▶ [What you are asked to do]:
Omit the images, then output each of the records below exactly.
···
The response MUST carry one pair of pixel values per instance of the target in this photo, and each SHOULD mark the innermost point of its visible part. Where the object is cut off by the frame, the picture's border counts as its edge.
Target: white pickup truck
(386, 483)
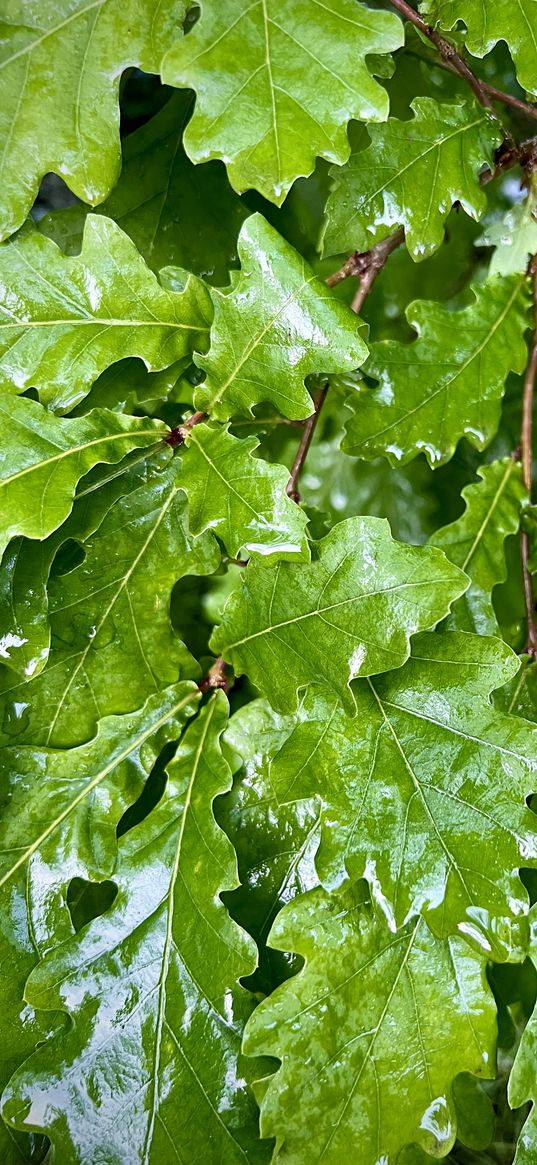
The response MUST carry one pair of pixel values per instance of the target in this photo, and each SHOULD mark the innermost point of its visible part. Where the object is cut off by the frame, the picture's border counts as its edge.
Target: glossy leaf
(268, 100)
(240, 496)
(113, 643)
(316, 623)
(42, 459)
(278, 324)
(423, 792)
(66, 119)
(488, 21)
(449, 383)
(72, 317)
(355, 1031)
(174, 212)
(475, 542)
(410, 176)
(153, 990)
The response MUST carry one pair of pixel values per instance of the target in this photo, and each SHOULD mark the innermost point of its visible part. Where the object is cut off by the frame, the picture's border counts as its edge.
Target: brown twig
(217, 677)
(527, 458)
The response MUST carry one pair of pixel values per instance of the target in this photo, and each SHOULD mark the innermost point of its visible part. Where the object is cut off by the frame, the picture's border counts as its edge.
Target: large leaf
(359, 1029)
(66, 119)
(348, 613)
(239, 496)
(175, 212)
(449, 383)
(277, 84)
(112, 639)
(474, 542)
(71, 317)
(278, 324)
(410, 176)
(59, 814)
(42, 459)
(424, 791)
(275, 845)
(489, 21)
(149, 1070)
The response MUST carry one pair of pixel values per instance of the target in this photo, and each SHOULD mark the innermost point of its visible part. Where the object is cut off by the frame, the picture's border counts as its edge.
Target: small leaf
(72, 317)
(355, 1031)
(423, 792)
(474, 542)
(42, 459)
(113, 642)
(489, 22)
(278, 324)
(449, 383)
(240, 496)
(276, 87)
(77, 131)
(410, 176)
(175, 212)
(152, 987)
(348, 613)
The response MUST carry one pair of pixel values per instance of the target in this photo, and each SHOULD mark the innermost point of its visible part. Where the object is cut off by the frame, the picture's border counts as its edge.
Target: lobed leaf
(348, 613)
(410, 176)
(72, 317)
(355, 1030)
(449, 383)
(276, 85)
(278, 324)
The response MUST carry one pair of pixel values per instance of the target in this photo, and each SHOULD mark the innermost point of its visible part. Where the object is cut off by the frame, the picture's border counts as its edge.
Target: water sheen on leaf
(277, 83)
(153, 990)
(347, 613)
(358, 1030)
(278, 324)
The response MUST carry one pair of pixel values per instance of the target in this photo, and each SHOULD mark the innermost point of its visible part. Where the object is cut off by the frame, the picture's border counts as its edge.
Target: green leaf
(474, 542)
(410, 176)
(359, 1028)
(239, 496)
(276, 87)
(275, 845)
(489, 22)
(423, 792)
(348, 613)
(449, 383)
(76, 131)
(175, 212)
(42, 459)
(152, 987)
(278, 324)
(59, 814)
(113, 642)
(72, 317)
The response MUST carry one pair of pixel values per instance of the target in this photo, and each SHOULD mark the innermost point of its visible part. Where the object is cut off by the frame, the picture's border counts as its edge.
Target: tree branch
(527, 457)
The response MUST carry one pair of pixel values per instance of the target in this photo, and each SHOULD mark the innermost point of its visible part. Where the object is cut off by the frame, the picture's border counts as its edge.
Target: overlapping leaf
(449, 383)
(474, 542)
(59, 814)
(410, 176)
(112, 639)
(153, 990)
(277, 84)
(278, 324)
(355, 1031)
(348, 613)
(64, 319)
(239, 496)
(42, 459)
(174, 212)
(489, 21)
(66, 119)
(424, 791)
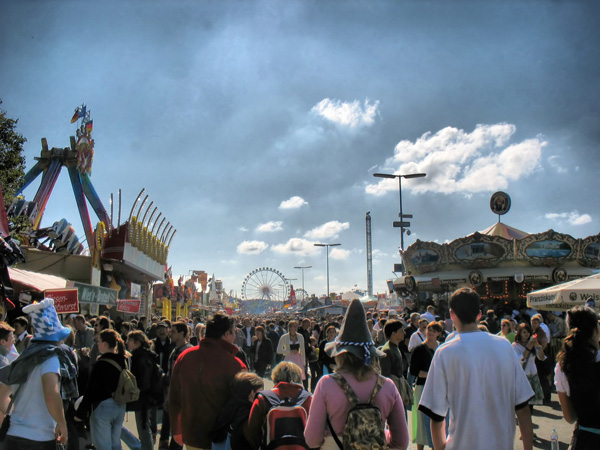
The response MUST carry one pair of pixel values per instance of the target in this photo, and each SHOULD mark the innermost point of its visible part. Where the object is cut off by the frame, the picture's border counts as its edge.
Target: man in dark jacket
(200, 383)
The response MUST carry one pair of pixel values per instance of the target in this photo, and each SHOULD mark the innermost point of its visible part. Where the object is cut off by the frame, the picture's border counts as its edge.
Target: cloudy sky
(256, 126)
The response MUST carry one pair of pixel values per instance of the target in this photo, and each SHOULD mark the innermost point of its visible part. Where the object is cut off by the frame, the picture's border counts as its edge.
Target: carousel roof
(505, 231)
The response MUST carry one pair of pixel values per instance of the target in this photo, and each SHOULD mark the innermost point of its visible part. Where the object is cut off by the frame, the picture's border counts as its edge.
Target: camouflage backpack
(364, 428)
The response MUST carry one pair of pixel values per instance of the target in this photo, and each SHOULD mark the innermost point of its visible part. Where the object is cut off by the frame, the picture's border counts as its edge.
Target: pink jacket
(330, 400)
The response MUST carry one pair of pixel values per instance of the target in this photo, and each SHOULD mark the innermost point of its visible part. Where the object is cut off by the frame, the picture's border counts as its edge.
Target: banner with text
(65, 300)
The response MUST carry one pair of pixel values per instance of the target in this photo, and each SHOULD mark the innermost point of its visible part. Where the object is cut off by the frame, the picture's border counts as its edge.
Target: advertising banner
(131, 306)
(65, 300)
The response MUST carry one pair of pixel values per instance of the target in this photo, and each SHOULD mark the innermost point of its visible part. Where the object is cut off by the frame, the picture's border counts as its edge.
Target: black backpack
(285, 422)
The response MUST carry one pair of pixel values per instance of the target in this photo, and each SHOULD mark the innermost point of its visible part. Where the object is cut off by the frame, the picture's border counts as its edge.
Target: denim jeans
(130, 440)
(142, 421)
(18, 443)
(106, 423)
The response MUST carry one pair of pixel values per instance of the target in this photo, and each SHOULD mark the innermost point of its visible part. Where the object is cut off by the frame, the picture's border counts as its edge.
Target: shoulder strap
(377, 388)
(350, 394)
(113, 363)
···
▶ [Response for this exercise]:
The response MUST carry one pair of pixel values per instance of the target in this photo, and each SHOULD mark the innermost point of its visible part. Where the object is cut off by the frame, the picture's border counts as its edge.
Target: white pickup truck
(386, 483)
The response MUST carry one pair of pixel values per instance of the target in this photo, and each SHOULD mark the innermost point of its visible part. Where the object is cut off by the frame, the picture's border counts as its edge.
Target: glossy leaf
(268, 100)
(240, 496)
(113, 643)
(316, 623)
(42, 459)
(278, 324)
(423, 792)
(66, 119)
(488, 21)
(449, 383)
(72, 317)
(355, 1031)
(174, 212)
(475, 542)
(410, 176)
(153, 990)
The response MUST carry one pair of pixel values per instance of the target in this photo, and each SHOULD mark the innermost point of its visible part. Where the object is cut off by the frame, the picture's border counts as its edge.
Target: brown twig
(217, 677)
(527, 458)
The response MUST carry one pair of pixel values per instance of the target in this photo, and each SHOULD mark the innermost point of its visible part. Where the object is cut off by the frame, the picture's border counts as its edge.
Target: large leaf
(359, 1029)
(66, 119)
(348, 613)
(239, 496)
(175, 212)
(449, 383)
(277, 84)
(112, 639)
(474, 542)
(71, 317)
(278, 324)
(410, 176)
(59, 814)
(42, 459)
(424, 791)
(275, 845)
(489, 21)
(149, 1070)
The response MUST carry one pair of pixel values per instance of the target in this photo, and each SHOULD mark the innermost point of its visible part. Where the object is cut off by the frame, the picture's border counts as its edge.
Target: small leaf
(72, 317)
(355, 1031)
(423, 792)
(474, 542)
(42, 459)
(113, 642)
(489, 22)
(278, 324)
(449, 383)
(240, 496)
(276, 87)
(77, 131)
(410, 176)
(175, 212)
(152, 987)
(348, 613)
The response MUST carry one pair of pixel values per instance of the target in this photo, and each SHOULD mark the innermost point of its visible part. Where the object is cut off by the frame, the picture's border counts as its edge.
Target: lobed leaf
(348, 613)
(410, 176)
(72, 317)
(355, 1030)
(449, 383)
(276, 85)
(278, 324)
The response MUST carry one pair of pixel values per instance of the target in this photo, and each SHOULD mark the innermost point of its visible part. Where the object is cut off by the frame, the picture's border counts as its edge.
Target: water sheen on leaf
(277, 83)
(153, 990)
(347, 613)
(358, 1030)
(278, 324)
The response MUST carry one pair of pixel values per instance of the target in this photo, and each SHOULD mark the innermost point of its visible part. Where the object is cut off by the frame, the picture's border counts as its edge.
Target: green leaf
(474, 542)
(410, 176)
(359, 1028)
(239, 496)
(276, 87)
(275, 845)
(489, 22)
(423, 792)
(348, 613)
(449, 383)
(76, 131)
(175, 212)
(42, 459)
(152, 987)
(278, 324)
(59, 814)
(113, 642)
(72, 317)
The response MUST carry one pair of pixel values per instance of the target in this photo, and each SHOULD mark the innermost point of its visible part. Where the object is cut off by the frame, the picture's border counts as its edge.
Target: tree branch
(527, 457)
The response MUST carry one pair of pixel values per instance of the target in this photo, and each SHOULD mark the innermost point of its visible part. Where the object is cut off by the frame, the picture's border counts as its edge.
Target: overlapping leaf
(449, 383)
(474, 542)
(59, 814)
(410, 176)
(112, 639)
(153, 990)
(277, 84)
(278, 324)
(355, 1031)
(348, 613)
(64, 319)
(239, 496)
(42, 459)
(174, 212)
(489, 21)
(66, 119)
(424, 791)
The response MUST carry one pair of pixel values per instance of the target in this photo, and each SHOULD mark the innermost point of its visible part. Where the object is cut off by the frame, the picture's border counts as its edge.
Target: man in dark jacket
(200, 383)
The response MUST carry one pair of pixel values per instance of the target in this photo, and each SHOULD mark the innermost point of its visible part. Where the object is cut off by the frame, the picture's border counts as its edge.
Target: cloudy sky
(256, 126)
The response MUST carry one pair of pixel values per instance of the target in this photo, and each SHOULD mark the innermost point of its visible part. Where the object is cut off by the frame, the picture's border counts as its edge.
Target: carousel roof
(505, 231)
The response MUST carry one pair of pixel values per instance of the target in this photo, and each SHOULD mark the innermost point of its visible part. Where the object is cut off by the frame, the picture's border counts as its edge.
Target: camouflage backpack
(364, 428)
The response MUST carry one pair of pixel values per instance of the target in this photo, and each SHOULD mark the innermost point of its visible part. Where the object is cut off by the frame, the picture's border counts as its edge.
Target: pink jacket
(330, 400)
The response MUST carry one pair of pixel values per instance of the target in this photo, and each SHOULD mark the innermost point of its visible part. Where the object is cut off by the frame, the picture's border counts as its edge.
Target: banner with text
(65, 300)
The response MUST carry one pair of pixel values per instance of the target in this photo, and each SHOULD mark the innermost point of its visible part. Where the object is cut off by the frame, the picture's border counts as its edge.
Target: advertising banner
(131, 306)
(65, 300)
The response MUST carry one pair of pixel values per instance of the target in this photo, and each SHOULD mark the innermost point of its visible part. Where the object is cut off by the frame, the picture's border counts as its edge.
Target: black backpack
(285, 422)
The response MUST carry one pair of pixel values per instance of the target in this photo, and each SHOULD mark the innermost point of its visible part. Where the object is cut off by the frame, the picture's border counts as its edge.
Target: denim jeans
(130, 440)
(142, 421)
(18, 443)
(106, 423)
The response MUST carry one pair of pixel values per instance of the target in this photo, and each SHOULD mark the innermost point of its visible part. Where the object is cut off by the frame, the picture's border counts as its edge.
Target: shoulder strap
(377, 388)
(350, 394)
(113, 363)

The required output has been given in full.